> _TASK_:
Pictures do not belong in the copy, so please give every entry below again exactly.

Dataset rows on where objects appear:
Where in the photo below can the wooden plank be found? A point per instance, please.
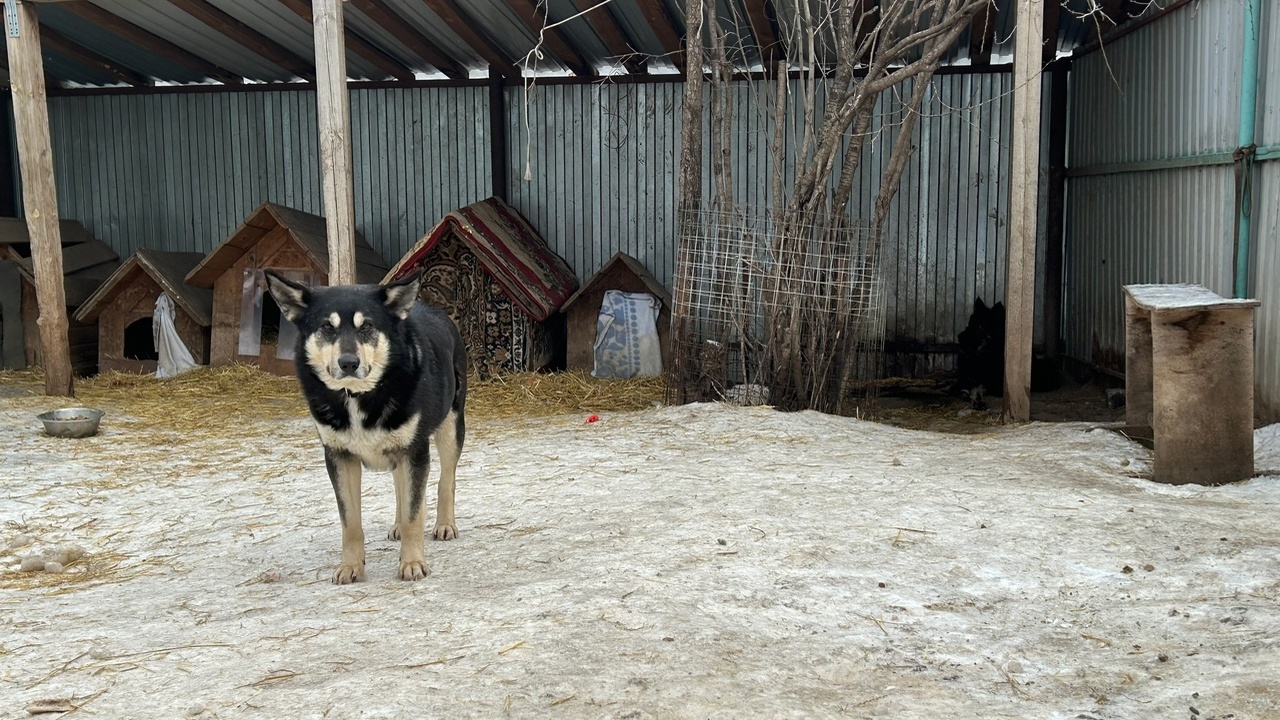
(982, 35)
(604, 26)
(86, 255)
(83, 55)
(357, 45)
(246, 36)
(498, 137)
(151, 42)
(656, 14)
(1051, 21)
(334, 122)
(764, 36)
(467, 30)
(1024, 176)
(398, 27)
(40, 195)
(535, 18)
(1055, 217)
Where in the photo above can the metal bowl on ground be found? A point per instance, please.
(72, 422)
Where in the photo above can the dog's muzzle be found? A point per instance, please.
(348, 365)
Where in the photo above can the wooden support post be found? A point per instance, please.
(333, 105)
(1020, 283)
(498, 136)
(39, 194)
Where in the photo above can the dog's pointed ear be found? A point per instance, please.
(292, 297)
(402, 294)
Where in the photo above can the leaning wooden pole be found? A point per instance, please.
(333, 105)
(1023, 208)
(690, 191)
(39, 192)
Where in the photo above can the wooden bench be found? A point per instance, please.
(1189, 379)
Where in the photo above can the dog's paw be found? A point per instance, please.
(414, 570)
(347, 574)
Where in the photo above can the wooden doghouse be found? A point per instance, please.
(123, 308)
(247, 326)
(581, 311)
(86, 263)
(496, 276)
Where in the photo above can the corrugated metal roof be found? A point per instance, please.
(178, 27)
(496, 21)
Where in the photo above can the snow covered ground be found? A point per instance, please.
(698, 561)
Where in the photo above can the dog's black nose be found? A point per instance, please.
(348, 363)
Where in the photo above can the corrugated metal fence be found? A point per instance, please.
(1170, 90)
(181, 171)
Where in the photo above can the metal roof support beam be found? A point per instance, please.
(603, 23)
(536, 21)
(39, 192)
(357, 45)
(466, 30)
(151, 42)
(668, 36)
(246, 36)
(86, 57)
(398, 28)
(333, 105)
(1023, 205)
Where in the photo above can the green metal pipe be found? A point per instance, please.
(1248, 113)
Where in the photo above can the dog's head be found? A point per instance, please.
(346, 331)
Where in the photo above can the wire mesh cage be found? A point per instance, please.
(776, 309)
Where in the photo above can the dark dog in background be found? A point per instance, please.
(382, 374)
(981, 359)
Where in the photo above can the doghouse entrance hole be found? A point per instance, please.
(270, 320)
(140, 342)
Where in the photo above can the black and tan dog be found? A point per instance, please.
(382, 374)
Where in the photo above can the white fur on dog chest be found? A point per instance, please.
(376, 449)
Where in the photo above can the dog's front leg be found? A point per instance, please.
(344, 473)
(410, 477)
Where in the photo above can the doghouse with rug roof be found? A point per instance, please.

> _CORRECT OUTPUT_:
Where in the photo below can the wooden plank be found? A point per instance, please.
(982, 35)
(604, 26)
(86, 255)
(83, 55)
(357, 45)
(246, 36)
(498, 137)
(151, 42)
(656, 14)
(1051, 21)
(334, 122)
(764, 36)
(467, 30)
(1024, 176)
(398, 27)
(40, 195)
(535, 18)
(1055, 217)
Where in the photo above can the metal bowl on ground be found? A point per instance, please.
(72, 422)
Where in the photo above can the dog's muzzle be found? A point per instance, please.
(348, 365)
Where in the photo above can the wooden support post be found? A point per instance, please.
(333, 105)
(1020, 283)
(498, 136)
(39, 194)
Where in the photo above can the dog's pointed ear be found? A point per instance, please.
(292, 297)
(402, 294)
Where in the photo above can the leaning wooden pole be found? A point per instance, please.
(333, 105)
(1023, 208)
(690, 191)
(39, 192)
Where in the photo above can the wooden bench be found? A point per instance, please.
(1189, 379)
Where in the photo above can the dog's paw be found? A point per instance, please.
(414, 570)
(347, 574)
Where in the photo above can the wooden doghouse be found? A point per instance, please.
(123, 308)
(247, 326)
(581, 311)
(86, 263)
(496, 276)
Where in the photo above can the corrugated metal roof be found? A point per instance, please.
(178, 27)
(496, 21)
Where in the photo above can the snow covered ground be found? A point per instance, please.
(698, 561)
Where in the photo above can the dog's black nose be found? A point per instance, please.
(348, 363)
Where in the photo above can the corrugated metal fence be found? A point per instance, please.
(1170, 90)
(181, 171)
Where in the photo above can the metal roof support beam be found? A point per instance, please.
(603, 23)
(536, 21)
(39, 192)
(357, 45)
(466, 30)
(151, 42)
(668, 36)
(246, 36)
(86, 57)
(398, 28)
(333, 105)
(1023, 205)
Where in the photo above can the green metal pipe be found? A point per instance, please.
(1248, 113)
Where in the photo above can the dog's head be found? A point per instance, please.
(346, 331)
Where in the photo above can the wire mesh cage be found? A point per instance, please.
(776, 309)
Where in the photo above can the dark dog in background be found? A point per instance, please.
(382, 374)
(981, 359)
Where in the photo above can the doghouse entrance hole be found? A point per instance, please.
(270, 320)
(140, 342)
Where in the photo above can the black and tan dog be found? A point per instance, please.
(382, 374)
Where in the photo above can the white fur on dog chest be found? A point per instance, please.
(376, 449)
Where in the photo above can the dog's front leg be found? A point per instance, please.
(344, 473)
(410, 477)
Where in the photo above can the doghouse with rug roof be found? A point per instance, please.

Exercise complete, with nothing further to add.